__WORK ORDER__
With nothing left out, repeat every entry exactly.

[Saved entries]
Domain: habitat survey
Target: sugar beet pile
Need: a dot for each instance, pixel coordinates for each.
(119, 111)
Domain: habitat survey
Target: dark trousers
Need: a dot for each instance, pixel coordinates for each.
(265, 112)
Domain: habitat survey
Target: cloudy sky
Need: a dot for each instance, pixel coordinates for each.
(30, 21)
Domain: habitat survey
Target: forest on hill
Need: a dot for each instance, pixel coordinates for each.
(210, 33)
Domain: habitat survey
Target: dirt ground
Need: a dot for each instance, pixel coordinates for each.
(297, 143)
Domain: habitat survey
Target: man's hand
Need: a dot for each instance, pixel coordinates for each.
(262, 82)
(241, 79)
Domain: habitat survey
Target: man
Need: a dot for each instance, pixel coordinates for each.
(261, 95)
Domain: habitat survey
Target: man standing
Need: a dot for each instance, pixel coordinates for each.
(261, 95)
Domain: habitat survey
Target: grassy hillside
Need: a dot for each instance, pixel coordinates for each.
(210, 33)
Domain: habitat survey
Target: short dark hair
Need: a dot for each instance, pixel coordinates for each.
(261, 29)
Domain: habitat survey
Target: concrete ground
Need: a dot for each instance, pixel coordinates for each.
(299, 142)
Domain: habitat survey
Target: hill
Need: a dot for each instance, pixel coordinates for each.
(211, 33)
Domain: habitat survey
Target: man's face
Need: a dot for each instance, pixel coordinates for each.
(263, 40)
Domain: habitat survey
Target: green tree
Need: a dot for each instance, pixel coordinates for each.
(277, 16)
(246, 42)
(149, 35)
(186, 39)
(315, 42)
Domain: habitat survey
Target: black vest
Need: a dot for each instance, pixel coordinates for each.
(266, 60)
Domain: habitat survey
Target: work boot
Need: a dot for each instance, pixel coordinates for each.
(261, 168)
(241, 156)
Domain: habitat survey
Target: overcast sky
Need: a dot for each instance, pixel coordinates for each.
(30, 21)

__OUTPUT__
Domain: habitat survey
Target: sugar beet pile
Need: a dot for each instance, pixel coordinates for each.
(119, 111)
Domain: habitat survey
Target: dark trousers
Need: a dot for each instance, pixel coordinates for each.
(265, 112)
Domain: habitat survey
Target: cloudy sky
Need: a dot for each instance, pixel coordinates for each.
(30, 21)
Domain: habitat survey
Target: forest on hill
Need: a dot for each instance, pixel coordinates for each.
(210, 33)
Domain: habitat survey
Target: dirt ground
Need: a dot for each instance, pixel coordinates for each.
(297, 143)
Domain: habitat survey
Target: man's hand
Need: a dot for each instance, pixel coordinates for each.
(262, 82)
(241, 79)
Domain: habitat survey
Target: man
Need: a dot for each instance, pixel coordinates for each.
(261, 95)
Domain: habitat survey
Target: man standing
Need: a dot for each instance, pixel coordinates for each.
(261, 95)
Domain: habitat survey
Target: grassy hillside
Need: a dot for each instance, pixel coordinates for each.
(210, 33)
Domain: habitat survey
Target: short dark hair
Need: a dot for each instance, pixel coordinates for each.
(261, 29)
Domain: habitat survey
Target: concrete ground
Need: a dot for each instance, pixel coordinates for each.
(299, 142)
Domain: habitat survey
Target: hill
Need: a dot for each instance, pixel coordinates for each.
(211, 33)
Domain: habitat survey
Target: man's face
Need: a dot for each instance, pixel coordinates for each.
(263, 40)
Domain: habitat survey
Target: green tree
Need: a dot for each instance, pixel coordinates for each.
(277, 16)
(246, 42)
(149, 35)
(186, 39)
(315, 42)
Domain: habitat survey
Target: black vest
Need: a dot for each instance, pixel coordinates for each.
(266, 60)
Domain: habitat survey
Target: work boot
Need: a dot for each instance, pixel coordinates for each.
(261, 168)
(241, 156)
Domain: habitat survey
Target: overcast sky
Need: a dot for each instance, pixel coordinates for each.
(30, 21)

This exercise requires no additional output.